WHAT TO WORK ON: Starting at the line that contains "plant in this photo.", transcribe every remaining line of the entries exactly, including the last one.

SUPPLIED INFORMATION:
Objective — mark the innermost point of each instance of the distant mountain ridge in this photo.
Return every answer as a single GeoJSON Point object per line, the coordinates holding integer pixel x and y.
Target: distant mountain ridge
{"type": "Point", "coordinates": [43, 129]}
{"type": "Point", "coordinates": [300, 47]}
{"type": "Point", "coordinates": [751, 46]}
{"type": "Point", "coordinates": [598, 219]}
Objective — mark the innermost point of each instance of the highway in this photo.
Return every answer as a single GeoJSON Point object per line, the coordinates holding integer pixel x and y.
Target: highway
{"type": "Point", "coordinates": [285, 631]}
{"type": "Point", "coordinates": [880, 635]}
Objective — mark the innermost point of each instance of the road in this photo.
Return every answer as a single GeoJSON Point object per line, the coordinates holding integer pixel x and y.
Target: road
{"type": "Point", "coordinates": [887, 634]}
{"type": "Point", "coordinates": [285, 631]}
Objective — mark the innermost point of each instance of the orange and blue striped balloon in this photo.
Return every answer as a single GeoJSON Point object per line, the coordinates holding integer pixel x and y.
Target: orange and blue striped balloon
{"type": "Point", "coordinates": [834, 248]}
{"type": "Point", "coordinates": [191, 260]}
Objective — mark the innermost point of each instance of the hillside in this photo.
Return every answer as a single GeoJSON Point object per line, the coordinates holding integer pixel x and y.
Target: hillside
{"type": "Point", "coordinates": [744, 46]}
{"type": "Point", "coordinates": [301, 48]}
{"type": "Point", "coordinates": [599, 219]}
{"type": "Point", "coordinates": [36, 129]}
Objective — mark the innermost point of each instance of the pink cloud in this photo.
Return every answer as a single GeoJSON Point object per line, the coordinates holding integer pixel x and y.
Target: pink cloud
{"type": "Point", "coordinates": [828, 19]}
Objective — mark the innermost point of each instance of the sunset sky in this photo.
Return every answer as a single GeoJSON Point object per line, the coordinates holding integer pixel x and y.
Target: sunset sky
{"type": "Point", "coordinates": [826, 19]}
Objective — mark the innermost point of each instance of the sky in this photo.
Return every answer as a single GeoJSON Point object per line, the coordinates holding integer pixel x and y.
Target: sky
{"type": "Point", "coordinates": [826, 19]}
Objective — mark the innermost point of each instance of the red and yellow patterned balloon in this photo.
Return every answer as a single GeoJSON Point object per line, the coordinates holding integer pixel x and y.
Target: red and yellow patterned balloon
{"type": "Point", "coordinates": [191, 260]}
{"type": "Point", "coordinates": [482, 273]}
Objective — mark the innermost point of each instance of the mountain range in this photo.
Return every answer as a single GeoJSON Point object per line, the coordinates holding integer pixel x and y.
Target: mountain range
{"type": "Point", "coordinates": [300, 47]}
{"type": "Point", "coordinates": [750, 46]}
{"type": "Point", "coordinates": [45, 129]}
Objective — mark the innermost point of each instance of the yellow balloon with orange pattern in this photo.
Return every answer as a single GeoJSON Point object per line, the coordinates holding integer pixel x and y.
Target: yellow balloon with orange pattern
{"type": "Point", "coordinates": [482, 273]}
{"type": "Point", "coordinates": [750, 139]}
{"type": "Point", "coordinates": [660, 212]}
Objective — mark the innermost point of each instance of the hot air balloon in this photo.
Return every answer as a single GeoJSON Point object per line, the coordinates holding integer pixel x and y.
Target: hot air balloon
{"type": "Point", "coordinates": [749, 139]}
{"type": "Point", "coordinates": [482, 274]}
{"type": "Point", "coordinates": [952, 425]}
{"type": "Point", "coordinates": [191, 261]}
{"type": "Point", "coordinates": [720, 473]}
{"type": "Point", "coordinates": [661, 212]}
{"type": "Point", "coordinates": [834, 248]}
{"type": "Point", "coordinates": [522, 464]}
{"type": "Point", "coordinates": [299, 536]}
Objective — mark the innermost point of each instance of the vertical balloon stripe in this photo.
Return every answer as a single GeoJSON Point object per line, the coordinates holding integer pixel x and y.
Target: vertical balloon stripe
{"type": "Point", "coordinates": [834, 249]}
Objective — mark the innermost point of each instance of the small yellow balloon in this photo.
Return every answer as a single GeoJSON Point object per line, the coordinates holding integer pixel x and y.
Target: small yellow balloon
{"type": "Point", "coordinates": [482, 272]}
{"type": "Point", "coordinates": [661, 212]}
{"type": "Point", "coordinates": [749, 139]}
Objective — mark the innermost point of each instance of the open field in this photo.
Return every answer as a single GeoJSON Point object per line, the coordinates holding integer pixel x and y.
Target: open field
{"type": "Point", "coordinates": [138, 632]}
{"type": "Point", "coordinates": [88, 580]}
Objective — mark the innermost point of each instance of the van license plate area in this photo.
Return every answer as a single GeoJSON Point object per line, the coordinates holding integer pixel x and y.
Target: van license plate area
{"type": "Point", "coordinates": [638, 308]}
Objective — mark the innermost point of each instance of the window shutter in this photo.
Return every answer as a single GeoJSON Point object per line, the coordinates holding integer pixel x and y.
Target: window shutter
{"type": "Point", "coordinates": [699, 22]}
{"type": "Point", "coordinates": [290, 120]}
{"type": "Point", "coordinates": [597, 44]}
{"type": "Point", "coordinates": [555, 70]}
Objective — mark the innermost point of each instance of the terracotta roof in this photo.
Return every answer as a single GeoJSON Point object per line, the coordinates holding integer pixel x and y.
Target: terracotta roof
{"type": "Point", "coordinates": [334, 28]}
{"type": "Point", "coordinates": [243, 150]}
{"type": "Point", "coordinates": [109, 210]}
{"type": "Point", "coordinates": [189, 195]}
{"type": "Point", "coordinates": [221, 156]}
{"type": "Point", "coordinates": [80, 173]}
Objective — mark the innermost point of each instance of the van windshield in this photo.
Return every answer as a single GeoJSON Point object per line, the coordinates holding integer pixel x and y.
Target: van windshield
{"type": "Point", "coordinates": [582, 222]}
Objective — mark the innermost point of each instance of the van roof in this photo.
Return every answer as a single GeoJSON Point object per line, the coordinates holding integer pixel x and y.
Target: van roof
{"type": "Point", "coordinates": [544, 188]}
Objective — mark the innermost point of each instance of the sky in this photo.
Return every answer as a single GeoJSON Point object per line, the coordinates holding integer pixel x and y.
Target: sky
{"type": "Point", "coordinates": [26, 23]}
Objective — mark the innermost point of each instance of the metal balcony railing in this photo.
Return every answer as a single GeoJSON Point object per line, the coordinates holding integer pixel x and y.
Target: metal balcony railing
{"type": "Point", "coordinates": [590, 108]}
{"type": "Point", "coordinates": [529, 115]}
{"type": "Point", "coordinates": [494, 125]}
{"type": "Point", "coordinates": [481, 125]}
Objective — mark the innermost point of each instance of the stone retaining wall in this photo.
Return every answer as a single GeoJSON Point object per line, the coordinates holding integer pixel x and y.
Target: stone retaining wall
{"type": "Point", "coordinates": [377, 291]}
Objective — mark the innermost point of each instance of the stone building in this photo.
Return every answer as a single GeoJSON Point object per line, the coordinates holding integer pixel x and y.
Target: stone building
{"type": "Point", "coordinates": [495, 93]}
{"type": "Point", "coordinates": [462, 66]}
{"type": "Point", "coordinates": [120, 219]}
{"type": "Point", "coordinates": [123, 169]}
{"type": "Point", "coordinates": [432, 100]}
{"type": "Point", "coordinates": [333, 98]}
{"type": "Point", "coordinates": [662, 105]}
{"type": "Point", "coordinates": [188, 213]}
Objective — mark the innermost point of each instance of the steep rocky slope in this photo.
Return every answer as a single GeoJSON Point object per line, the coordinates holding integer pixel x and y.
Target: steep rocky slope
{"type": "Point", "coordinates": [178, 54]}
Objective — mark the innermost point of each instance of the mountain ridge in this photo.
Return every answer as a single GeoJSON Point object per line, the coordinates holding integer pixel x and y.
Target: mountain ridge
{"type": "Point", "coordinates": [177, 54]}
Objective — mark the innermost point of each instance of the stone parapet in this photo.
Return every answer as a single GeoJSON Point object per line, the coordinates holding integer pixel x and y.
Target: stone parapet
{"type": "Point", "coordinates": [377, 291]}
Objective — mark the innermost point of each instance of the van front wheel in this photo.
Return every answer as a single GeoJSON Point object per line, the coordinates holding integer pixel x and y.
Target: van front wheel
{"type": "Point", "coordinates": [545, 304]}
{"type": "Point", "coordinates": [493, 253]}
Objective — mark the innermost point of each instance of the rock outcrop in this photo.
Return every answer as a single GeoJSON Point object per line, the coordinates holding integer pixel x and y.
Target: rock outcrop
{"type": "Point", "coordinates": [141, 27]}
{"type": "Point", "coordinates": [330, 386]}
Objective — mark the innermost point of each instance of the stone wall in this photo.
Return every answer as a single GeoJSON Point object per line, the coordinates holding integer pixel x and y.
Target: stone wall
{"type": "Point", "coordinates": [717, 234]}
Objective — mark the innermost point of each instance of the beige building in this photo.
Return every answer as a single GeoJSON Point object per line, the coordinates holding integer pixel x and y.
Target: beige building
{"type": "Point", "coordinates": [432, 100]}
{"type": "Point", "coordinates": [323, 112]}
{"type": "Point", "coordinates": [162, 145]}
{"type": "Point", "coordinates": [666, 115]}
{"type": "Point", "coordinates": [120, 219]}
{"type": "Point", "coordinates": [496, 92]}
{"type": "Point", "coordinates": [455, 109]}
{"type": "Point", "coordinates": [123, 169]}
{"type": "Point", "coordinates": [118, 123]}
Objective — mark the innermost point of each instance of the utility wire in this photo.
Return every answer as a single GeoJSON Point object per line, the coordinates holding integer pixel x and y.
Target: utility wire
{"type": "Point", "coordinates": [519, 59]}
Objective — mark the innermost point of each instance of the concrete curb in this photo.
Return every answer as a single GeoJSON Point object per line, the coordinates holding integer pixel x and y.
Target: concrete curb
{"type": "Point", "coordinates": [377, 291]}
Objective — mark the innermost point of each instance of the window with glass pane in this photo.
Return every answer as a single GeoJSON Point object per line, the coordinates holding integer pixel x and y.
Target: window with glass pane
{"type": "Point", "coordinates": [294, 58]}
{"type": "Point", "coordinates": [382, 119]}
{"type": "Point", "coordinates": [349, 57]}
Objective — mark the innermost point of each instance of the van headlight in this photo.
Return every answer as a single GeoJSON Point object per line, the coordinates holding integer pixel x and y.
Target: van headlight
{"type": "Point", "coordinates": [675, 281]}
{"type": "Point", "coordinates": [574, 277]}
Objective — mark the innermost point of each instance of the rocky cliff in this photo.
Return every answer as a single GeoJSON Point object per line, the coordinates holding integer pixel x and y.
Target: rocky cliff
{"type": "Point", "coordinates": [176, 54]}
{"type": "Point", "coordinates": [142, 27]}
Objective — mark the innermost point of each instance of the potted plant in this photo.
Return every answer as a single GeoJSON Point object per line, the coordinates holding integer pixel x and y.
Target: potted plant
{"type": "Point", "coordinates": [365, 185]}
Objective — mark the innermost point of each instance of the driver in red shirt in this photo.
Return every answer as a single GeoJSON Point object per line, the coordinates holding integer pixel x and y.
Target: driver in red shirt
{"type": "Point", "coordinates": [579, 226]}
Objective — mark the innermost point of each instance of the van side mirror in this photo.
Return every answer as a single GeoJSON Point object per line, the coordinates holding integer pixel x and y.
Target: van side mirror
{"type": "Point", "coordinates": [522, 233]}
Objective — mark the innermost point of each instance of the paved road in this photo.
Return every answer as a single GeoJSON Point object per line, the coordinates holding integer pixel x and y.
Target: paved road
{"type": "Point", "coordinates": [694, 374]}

EXERCISE SOLUTION:
Objective — mark the innermost point of each instance of the potted plant in this photo.
Return every answer as a single GeoJSON Point object per line, the coordinates holding integer pixel x and y.
Target: potted plant
{"type": "Point", "coordinates": [365, 185]}
Objective — mark the innermost point of each instance of the driver in red shirt in this photo.
Return every answer as a single GeoJSON Point object per line, the coordinates holding integer pixel x and y.
Target: driver in red shirt
{"type": "Point", "coordinates": [579, 226]}
Objective — mark the innermost point of each instance of the van side mirror in this photo.
Return every answer as a single GeoJSON Point object per line, the coordinates holding integer pixel x and y.
Target: van side mirror
{"type": "Point", "coordinates": [522, 233]}
Objective — mark the innermost point of each instance of the paved road in this photo.
Return every answer as a single GeoJSON Point object per line, the coordinates holding integer pixel x and y.
Target: paved road
{"type": "Point", "coordinates": [694, 374]}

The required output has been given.